(Text excerpt):
Start

I think you should ask Fred. After all, he starts em young!

I can't believe I had the time to read all 41 pages!:shock: Took a few days. Pardon me, I think two very big men in white coats are knocking at the door...:grab:

BHB


----------



## Brian Courser

ah yes this is the one i was thinking of it should be brought back to the top


----------



## lynette

I cannot believe someone has dragged this post out again...rofl


----------



## jgrammer

It's baaaaaccckkk.


----------



## MoJo

Please say it isn't so...


----------



## runnindawgz

Its like eating bad clams.... keeps coming back.


----------



## 2tall

I think the time was perfect to bring it back! Its just that time of year when the cabin fever crazies are forgetting what is REALLY important here on RTF!


----------



## runnindawgz

And yet - I went back for MORE .. I just re-read the 1st few pages. Good Times! LOLOL


----------



## 7pntail

I have not seen this post before! I love it--keep it rolling. Where was I? I must have been seated in bathroom. In tennis, a seed is a person expected to reach the finals of a tournament. Could it be that that the poster is asking about seeding? I sense a new national champion is among us!------

No, I didn't read every post--I was laughing too much.

End

(Information provided):
Start

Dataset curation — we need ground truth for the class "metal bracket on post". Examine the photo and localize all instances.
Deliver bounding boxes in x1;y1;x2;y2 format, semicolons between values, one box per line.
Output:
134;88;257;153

End

(Tasks for this exercise):
1. Name each distinct username that appears as a post heading in the forum thread.
2. In the forum thread, what does runnindawgz compare the thread to?
3. Carry on the forum thread about the revived post from the point where it stops.

(Results of the tasks):
1. Brian Courser, lynette, jgrammer, MoJo, runnindawgz, 2tall, 7pntail

2. Eating bad clams that keep coming back.

3.
You folks are ruff!


----------



## KwickLabs

> Dukdawg said:
> 
> 
> 
> I think I'll just start saying in my ads that they have: "SEAT ON A DUCK POTENTIAL"
Click to expand...

That's just "crazy".  

Sorry for the OCD (or not) regards, Jim


----------



## Brian Courser

2tall said:


> I think the time was perfect to bring it back! Its just that time of year when the cabin fever crazies are forgetting what is REALLY important here on RTF!


Glad I could be the one


----------



## road kill

Can one develop a "knack" for "seating on a duck?"


Just askin'.........


*RK*


----------



## Lady Duck Hunter

road kill said:


> Can one develop a "knack" for "seating on a duck?"
> 
> 
> Just askin'.........
> 
> 
> *RK*


If they did, I would think they'd apply for a patent as a "knack" of this sort would certainly be a brand new invention. After all there are knick-knacks and paddy whacks that give your dog a bone, then this old man comes rolling home.

I think it far better to just stick with the old tried and true methods of seating on a duck and forget about developing new knacks.


----------



## Chris Rosier

I really dont want to read back to find out but did anybody ever figure out WTH the guy meant?

This is hilarious....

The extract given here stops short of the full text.